_REQUIREMENTS_. Extract every line of the listing that contains the word "simplified".

+ + + + + + +

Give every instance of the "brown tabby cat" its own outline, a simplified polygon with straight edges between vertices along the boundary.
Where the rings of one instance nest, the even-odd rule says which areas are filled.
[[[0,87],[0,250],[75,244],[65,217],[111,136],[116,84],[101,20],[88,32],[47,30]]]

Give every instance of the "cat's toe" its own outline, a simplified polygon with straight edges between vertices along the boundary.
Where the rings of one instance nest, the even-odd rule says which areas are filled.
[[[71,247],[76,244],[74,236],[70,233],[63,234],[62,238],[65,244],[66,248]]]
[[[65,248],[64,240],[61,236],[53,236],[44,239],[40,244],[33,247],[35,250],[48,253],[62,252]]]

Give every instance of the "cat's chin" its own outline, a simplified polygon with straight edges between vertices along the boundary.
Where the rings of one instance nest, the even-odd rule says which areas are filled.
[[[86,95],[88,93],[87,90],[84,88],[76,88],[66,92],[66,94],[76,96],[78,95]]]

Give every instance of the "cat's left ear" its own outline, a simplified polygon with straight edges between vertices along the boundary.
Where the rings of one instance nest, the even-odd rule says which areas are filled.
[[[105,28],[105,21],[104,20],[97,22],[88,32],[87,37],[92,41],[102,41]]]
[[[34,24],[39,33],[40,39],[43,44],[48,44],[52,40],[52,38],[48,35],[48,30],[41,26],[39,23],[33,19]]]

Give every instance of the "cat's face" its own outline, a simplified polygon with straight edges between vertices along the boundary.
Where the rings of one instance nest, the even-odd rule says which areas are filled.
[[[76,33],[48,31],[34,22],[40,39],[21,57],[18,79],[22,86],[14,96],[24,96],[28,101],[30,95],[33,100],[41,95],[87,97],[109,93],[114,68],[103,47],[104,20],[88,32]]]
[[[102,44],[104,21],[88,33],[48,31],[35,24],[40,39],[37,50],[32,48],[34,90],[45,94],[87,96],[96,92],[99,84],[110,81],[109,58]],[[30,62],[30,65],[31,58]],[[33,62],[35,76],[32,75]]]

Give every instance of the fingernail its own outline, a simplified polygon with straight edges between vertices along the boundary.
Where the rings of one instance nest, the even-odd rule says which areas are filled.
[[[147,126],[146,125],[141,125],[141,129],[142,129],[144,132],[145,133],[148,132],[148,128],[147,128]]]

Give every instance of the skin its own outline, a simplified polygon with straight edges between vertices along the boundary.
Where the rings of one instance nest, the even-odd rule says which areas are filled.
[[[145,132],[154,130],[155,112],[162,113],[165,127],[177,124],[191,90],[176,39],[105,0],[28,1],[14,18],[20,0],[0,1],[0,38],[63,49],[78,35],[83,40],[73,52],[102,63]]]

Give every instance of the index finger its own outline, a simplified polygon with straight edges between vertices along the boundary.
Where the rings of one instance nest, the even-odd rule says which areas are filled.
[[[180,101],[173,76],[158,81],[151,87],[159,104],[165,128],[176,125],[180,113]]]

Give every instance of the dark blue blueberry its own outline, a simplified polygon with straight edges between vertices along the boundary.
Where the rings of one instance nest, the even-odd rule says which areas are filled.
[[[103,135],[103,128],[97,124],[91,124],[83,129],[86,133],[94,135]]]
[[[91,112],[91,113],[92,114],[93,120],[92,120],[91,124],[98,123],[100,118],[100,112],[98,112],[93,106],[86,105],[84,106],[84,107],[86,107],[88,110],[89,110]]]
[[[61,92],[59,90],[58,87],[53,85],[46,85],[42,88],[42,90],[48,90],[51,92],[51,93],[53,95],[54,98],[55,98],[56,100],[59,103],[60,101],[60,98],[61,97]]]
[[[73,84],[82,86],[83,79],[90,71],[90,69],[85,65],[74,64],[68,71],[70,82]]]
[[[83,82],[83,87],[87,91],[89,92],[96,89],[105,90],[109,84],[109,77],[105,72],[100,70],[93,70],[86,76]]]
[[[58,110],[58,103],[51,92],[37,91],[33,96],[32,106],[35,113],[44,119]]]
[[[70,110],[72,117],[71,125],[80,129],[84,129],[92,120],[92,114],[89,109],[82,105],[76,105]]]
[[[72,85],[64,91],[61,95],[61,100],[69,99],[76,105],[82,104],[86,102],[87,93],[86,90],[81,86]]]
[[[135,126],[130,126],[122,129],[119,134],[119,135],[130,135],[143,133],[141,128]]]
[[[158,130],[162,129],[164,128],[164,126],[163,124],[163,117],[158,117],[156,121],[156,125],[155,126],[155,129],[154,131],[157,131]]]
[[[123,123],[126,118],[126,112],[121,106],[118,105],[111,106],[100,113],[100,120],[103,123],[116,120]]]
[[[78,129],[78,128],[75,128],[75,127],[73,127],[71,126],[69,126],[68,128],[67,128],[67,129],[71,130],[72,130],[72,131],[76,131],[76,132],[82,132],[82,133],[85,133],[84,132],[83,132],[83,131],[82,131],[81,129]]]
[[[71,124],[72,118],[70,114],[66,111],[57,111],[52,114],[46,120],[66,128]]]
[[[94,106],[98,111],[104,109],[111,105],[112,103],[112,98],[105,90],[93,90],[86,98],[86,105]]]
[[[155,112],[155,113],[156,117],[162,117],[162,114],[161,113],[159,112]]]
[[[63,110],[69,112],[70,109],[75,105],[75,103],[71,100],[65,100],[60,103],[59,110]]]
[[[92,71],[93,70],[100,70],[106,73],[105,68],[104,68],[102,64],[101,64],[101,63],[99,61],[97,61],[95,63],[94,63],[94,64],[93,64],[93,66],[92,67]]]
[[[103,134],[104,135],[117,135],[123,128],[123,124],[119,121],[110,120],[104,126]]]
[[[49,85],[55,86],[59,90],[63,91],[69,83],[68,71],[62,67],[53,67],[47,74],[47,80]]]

+ + + + + + +

_ANSWER TO THIS PROBLEM_.
Give every instance of the "brown tabby cat" its own outline, a simplified polygon with straight edges between vertices along the boundary.
Give every instance of the "cat's toe" its own outline, a simplified polygon with straight edges between vertices along the boundary.
Give every instance of the "cat's chin" its own outline, a simplified polygon with straight edges between vertices along the boundary.
Give every instance of the "cat's left ear" its own outline, a simplified polygon with straight edges between vertices along the boundary.
Give every instance of the "cat's face" its own outline, a simplified polygon with straight edges between vertices along the boundary.
Give every instance of the fingernail its own outline, a simplified polygon with straight edges between vertices along the boundary.
Give every instance of the skin its own outline, a simplified polygon with straight edges between vertices along the boundary.
Give every instance of the index finger its own outline, a simplified polygon with straight edges between vertices along the boundary.
Give every instance of the dark blue blueberry its own outline, a simplified polygon with straight edges between vertices along the boundary.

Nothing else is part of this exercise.